**WRITTEN TASK:** Count the lines in the records below that contain the string "clicks", treating uppercase and lowercase as different. Give only the number.

**PROVIDED INFORMATION:**
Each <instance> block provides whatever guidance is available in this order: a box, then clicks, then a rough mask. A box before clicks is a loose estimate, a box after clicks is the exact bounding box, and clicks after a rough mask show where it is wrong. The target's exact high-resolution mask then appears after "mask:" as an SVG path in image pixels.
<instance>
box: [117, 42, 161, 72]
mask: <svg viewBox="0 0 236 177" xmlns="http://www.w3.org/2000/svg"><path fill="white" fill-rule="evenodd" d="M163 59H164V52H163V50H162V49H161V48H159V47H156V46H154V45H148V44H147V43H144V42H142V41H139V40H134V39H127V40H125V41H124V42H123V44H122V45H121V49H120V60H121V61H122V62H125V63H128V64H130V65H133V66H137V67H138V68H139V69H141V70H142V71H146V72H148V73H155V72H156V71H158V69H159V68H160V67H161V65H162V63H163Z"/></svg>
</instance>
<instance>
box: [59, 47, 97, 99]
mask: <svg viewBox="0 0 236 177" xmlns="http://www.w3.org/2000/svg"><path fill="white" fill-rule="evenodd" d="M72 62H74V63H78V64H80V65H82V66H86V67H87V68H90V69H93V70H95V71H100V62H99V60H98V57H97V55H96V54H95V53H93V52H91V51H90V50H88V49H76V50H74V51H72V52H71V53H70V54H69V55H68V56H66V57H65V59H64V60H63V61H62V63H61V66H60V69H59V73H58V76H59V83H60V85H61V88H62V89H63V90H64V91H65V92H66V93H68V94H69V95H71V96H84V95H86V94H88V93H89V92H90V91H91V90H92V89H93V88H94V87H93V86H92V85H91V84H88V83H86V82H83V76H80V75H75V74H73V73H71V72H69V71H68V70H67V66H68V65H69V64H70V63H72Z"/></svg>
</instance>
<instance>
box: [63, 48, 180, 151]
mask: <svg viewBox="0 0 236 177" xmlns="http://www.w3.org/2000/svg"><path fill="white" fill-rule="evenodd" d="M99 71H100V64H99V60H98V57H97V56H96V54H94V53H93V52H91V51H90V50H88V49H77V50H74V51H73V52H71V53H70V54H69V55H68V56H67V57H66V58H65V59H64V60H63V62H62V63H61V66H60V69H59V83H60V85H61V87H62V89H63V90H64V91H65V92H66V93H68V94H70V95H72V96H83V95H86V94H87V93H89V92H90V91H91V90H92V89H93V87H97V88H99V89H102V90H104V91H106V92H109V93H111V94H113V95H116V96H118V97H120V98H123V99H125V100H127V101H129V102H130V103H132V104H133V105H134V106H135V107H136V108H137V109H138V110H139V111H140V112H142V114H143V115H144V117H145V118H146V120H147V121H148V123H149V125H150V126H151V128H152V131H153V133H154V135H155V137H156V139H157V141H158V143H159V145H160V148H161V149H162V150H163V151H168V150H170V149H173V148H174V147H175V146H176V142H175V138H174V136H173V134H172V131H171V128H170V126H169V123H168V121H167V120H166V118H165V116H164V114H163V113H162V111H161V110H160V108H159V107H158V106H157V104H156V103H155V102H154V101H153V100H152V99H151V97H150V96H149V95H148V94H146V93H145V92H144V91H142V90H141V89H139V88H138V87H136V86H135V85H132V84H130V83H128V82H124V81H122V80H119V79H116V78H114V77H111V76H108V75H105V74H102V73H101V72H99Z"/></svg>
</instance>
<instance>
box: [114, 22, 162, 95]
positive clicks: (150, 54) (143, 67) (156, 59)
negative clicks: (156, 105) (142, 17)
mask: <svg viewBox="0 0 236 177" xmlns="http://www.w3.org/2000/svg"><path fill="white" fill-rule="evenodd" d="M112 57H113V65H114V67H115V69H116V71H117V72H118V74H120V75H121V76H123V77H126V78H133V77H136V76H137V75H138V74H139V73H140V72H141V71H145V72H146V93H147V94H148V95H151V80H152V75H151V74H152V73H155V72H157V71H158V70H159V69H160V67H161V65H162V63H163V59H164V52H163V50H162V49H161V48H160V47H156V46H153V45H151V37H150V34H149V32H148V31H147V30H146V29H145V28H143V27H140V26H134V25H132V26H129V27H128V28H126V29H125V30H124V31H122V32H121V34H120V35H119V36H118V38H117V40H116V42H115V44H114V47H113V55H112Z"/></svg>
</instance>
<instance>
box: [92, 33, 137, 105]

**SOLVED EXERCISE:** 3